SET TASK
Can you gather every line of the items below that contains the string "asphalt"? Matching is case-sensitive.

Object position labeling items
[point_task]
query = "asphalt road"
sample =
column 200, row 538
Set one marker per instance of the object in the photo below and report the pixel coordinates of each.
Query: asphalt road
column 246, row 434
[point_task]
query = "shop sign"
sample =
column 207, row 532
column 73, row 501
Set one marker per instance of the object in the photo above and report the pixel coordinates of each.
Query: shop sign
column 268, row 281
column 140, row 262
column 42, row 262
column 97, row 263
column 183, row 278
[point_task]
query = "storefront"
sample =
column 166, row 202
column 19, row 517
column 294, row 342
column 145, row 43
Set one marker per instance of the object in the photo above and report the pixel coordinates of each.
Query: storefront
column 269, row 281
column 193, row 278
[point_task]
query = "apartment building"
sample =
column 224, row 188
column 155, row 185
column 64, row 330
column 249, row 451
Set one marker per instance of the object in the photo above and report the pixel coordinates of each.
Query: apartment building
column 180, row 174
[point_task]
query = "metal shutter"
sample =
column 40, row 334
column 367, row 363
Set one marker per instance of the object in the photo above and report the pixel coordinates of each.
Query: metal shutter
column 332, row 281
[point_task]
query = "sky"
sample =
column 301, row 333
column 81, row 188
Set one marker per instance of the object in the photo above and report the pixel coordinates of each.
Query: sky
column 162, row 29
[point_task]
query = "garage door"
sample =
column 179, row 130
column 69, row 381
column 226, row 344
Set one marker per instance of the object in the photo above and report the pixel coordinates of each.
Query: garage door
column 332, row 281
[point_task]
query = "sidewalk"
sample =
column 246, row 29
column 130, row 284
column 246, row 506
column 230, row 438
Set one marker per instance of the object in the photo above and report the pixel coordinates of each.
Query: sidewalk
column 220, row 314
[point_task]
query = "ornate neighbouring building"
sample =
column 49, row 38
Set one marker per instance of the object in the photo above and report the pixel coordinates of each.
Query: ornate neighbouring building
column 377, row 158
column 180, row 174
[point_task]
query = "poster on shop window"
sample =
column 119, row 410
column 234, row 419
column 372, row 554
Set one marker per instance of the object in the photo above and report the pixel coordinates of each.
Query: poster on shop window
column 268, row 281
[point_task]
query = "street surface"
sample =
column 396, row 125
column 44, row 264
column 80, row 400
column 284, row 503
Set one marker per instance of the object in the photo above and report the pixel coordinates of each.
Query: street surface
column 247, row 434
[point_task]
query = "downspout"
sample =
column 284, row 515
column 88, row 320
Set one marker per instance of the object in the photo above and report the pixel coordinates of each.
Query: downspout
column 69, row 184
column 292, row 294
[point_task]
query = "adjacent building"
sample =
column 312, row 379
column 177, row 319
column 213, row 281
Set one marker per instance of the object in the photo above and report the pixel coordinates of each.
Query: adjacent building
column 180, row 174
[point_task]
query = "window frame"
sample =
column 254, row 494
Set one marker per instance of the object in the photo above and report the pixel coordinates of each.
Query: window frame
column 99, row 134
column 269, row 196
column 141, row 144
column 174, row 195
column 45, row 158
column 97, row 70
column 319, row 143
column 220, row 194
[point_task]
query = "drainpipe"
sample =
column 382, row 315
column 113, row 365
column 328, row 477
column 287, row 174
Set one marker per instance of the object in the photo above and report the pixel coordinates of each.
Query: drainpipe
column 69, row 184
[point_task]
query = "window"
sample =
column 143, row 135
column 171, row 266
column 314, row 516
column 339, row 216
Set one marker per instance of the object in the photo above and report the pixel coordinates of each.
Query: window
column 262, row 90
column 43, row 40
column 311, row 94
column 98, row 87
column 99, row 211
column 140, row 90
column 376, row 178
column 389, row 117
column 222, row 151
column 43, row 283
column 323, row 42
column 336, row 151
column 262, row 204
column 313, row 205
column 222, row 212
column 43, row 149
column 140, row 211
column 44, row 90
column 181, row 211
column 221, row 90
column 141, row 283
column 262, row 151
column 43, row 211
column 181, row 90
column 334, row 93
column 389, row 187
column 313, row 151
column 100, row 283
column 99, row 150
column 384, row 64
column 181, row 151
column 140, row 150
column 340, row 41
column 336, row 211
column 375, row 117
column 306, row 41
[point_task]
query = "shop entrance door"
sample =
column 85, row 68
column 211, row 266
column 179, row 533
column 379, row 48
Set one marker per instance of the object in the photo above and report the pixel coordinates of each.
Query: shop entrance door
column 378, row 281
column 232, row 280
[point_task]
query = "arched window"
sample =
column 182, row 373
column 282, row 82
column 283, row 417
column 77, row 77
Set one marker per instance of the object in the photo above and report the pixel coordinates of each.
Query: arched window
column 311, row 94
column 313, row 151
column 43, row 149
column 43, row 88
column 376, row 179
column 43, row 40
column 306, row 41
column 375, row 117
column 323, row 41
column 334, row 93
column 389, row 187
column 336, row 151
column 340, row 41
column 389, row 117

WRITTEN SOLUTION
query = "asphalt road"
Query: asphalt road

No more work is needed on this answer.